▶ _TRECHO SELECIONADO_
((

Por Iuri Tonelo e Simone Ishibashi

 

“O dinheiro não tem amo” – essa foi a frase de Marx sobre a política da burguesia francesa de repressão contra os trabalhadores de 1849, na figura do general Cavaignac, e que nos faz pensar o Brasil em tempos de Jair Bolsonaro.

 

Naquele contexto, antes da ascensão pela via de um golpe de Estado de Luís Napoleão, o sobrinho, em 1852, Marx analisou os processos de luta de classe que se desenvolveram a partir da chamada Primavera dos Povos; ou seja, antes da figura propriamente bonapartista, que surge aparentemente “por cima das classes” em meio a uma enorme crise econômica e social, Marx abordou algumas outras personalidades reacionárias do cenário político francês e como atuaram no interior da República em crise. Entre elas, estava o general Louis-Eugène Cavaignac, o ministro da guerra do governo provisório francês que ganhou poderes ditatoriais na França de 1848-1949 para combater a luta dos trabalhadores em ascensão. Apesar do caráter repressivo e de Cavaignac estar bastante destacado nessa função reacionária, Marx esclarecia que:

 

Cavaignac […] não representava a ditadura da espada sobre a sociedade burguesa, mas a ditadura da burguesia por meio da espada. Então, no que diz respeito ao soldado, eles puderam aproveitar só mais o gendarme. Sob os severos traços da resignação antirrepublicana, Cavaignac ocultava a tênue subserviência às condições humilhantes do seu posto burguês. L’argent n’a pas de maître! O dinheiro não tem senhor! (Karl Marx, As lutas de classes na França, Boitempo Editorial, 2012, p. 56).

))

▶ _INSTRUÇÕES DO EXERCÍCIO_
(1) Reproduza do trecho selecionado a parte entre "Por Iuri Tonelo" e "de Jair Bolsonaro.", inclusive.
(2) Indique se cada afirmação abaixo está de acordo com o trecho selecionado, respondendo sim ou não e citando literalmente as palavras do trecho que decidem a questão.
(a) Cavaignac era o ministro da guerra do governo provisório francês.
(b) Segundo Marx, Cavaignac representava a ditadura da espada sobre a sociedade burguesa.
(c) O golpe de Estado de Luís Napoleão ocorreu em 1849.
(3) Segundo o trecho selecionado, com que finalidade o general Cavaignac recebeu poderes ditatoriais na França?

▶ _DADOS APRESENTADOS_
((

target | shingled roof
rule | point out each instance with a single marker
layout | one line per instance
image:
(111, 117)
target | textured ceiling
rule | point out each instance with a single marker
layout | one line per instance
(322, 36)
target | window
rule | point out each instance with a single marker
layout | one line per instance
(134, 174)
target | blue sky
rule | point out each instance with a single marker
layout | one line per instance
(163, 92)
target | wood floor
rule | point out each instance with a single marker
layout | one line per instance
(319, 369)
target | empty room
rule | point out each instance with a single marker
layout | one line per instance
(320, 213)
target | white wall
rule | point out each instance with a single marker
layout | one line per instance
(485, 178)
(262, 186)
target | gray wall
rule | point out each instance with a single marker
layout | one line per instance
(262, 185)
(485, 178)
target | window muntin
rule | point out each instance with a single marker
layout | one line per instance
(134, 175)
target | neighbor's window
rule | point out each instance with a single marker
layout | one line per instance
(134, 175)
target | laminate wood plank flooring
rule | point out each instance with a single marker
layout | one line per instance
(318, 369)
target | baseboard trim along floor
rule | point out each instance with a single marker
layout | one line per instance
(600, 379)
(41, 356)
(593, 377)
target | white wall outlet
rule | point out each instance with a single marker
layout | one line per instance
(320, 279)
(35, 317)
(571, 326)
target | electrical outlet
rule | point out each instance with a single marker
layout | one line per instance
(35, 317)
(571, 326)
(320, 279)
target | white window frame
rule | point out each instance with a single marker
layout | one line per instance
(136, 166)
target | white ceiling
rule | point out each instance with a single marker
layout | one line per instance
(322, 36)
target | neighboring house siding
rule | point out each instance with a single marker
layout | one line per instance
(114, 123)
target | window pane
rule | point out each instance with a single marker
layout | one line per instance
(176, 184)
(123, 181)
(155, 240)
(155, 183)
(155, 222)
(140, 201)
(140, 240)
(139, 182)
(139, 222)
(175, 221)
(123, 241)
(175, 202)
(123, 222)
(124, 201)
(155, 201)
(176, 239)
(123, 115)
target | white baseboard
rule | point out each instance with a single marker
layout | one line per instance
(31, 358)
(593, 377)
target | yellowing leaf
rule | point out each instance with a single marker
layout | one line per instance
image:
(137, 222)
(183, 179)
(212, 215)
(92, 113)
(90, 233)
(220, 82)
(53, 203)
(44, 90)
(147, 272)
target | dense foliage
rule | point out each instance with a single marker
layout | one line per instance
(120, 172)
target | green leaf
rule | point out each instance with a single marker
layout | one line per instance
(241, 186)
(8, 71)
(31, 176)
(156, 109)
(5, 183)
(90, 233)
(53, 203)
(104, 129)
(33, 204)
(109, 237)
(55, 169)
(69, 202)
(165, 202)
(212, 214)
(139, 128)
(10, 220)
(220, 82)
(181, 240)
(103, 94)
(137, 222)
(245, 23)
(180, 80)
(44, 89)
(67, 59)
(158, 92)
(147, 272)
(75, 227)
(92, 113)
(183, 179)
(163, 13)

))

▶ _RESPOSTAS DAS TAREFAS_
(1)
Por Iuri Tonelo e Simone Ishibashi

 

“O dinheiro não tem amo” – essa foi a frase de Marx sobre a política da burguesia francesa de repressão contra os trabalhadores de 1849, na figura do general Cavaignac, e que nos faz pensar o Brasil em tempos de Jair Bolsonaro.

(2)
(a) Sim: "o ministro da guerra do governo provisório francês".
(b) Não: "não representava a ditadura da espada sobre a sociedade burguesa, mas a ditadura da burguesia por meio da espada".
(c) Não: "pela via de um golpe de Estado de Luís Napoleão, o sobrinho, em 1852".

(3) Cavaignac recebeu poderes ditatoriais para combater a luta dos trabalhadores em ascensão.